EXERCISE DETAILS>
The lines from the one containing "One marker serves each instance of the piece" through the final line of the listing below are what the answer must repeat, exactly and only, leaving pictures out.

SOURCE DATA>
* * *

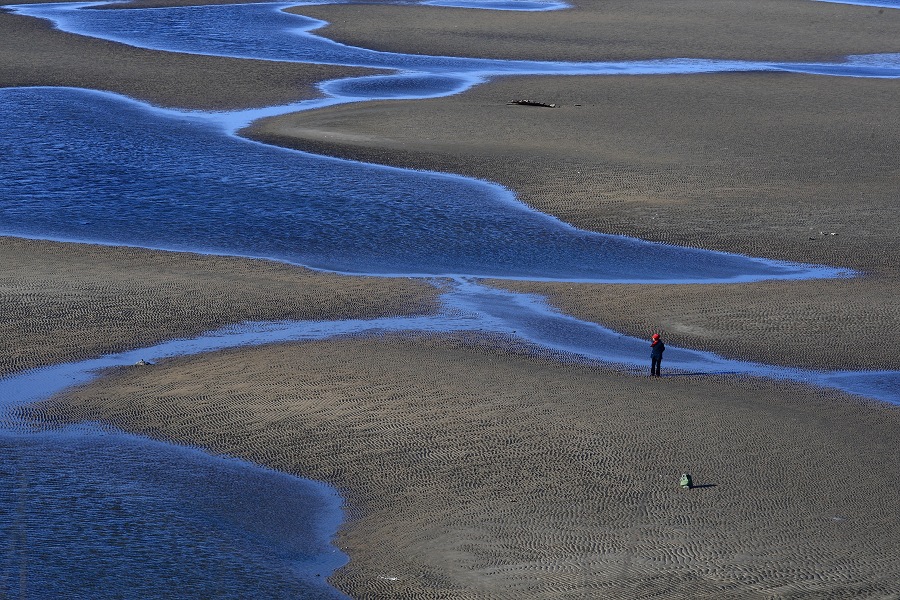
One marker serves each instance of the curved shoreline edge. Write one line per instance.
(868, 572)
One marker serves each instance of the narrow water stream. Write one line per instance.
(122, 512)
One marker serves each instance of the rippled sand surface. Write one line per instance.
(67, 302)
(469, 469)
(472, 472)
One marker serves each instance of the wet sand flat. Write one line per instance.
(790, 167)
(469, 469)
(32, 53)
(769, 30)
(66, 302)
(472, 472)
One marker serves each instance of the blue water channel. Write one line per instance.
(90, 512)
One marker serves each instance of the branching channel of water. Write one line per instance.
(52, 163)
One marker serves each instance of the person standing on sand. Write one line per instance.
(656, 350)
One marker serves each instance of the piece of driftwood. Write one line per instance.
(531, 103)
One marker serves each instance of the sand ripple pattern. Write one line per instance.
(107, 300)
(473, 472)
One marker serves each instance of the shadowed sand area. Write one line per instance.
(32, 53)
(66, 302)
(473, 472)
(785, 166)
(778, 30)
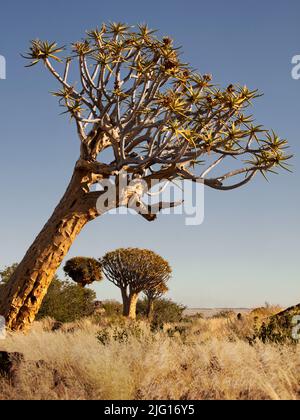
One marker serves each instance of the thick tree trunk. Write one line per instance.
(22, 298)
(129, 304)
(150, 308)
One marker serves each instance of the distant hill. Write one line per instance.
(209, 312)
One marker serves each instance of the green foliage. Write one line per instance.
(66, 302)
(83, 270)
(112, 308)
(224, 314)
(165, 311)
(119, 334)
(277, 329)
(136, 269)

* * *

SOLUTION FOR THIS PROBLEM>
One marker serves each instance of the piece of driftwood. Write one line per instance.
(531, 103)
One marker serves each instance of the sand ripple pattern. Write one line per instance.
(107, 300)
(473, 472)
One marker serves each instance of the shadowed sand area. Write one line per instance.
(32, 53)
(66, 302)
(473, 472)
(785, 166)
(778, 30)
One marker serves each instance of the thick tree trunk. Write one line per instance.
(22, 298)
(129, 304)
(150, 308)
One marker serves each instance of the distant hill. Write one line per instance.
(209, 312)
One marker serves each instance of the green foliage. Write one line per instance.
(66, 302)
(83, 270)
(112, 308)
(224, 314)
(165, 311)
(119, 334)
(277, 329)
(136, 269)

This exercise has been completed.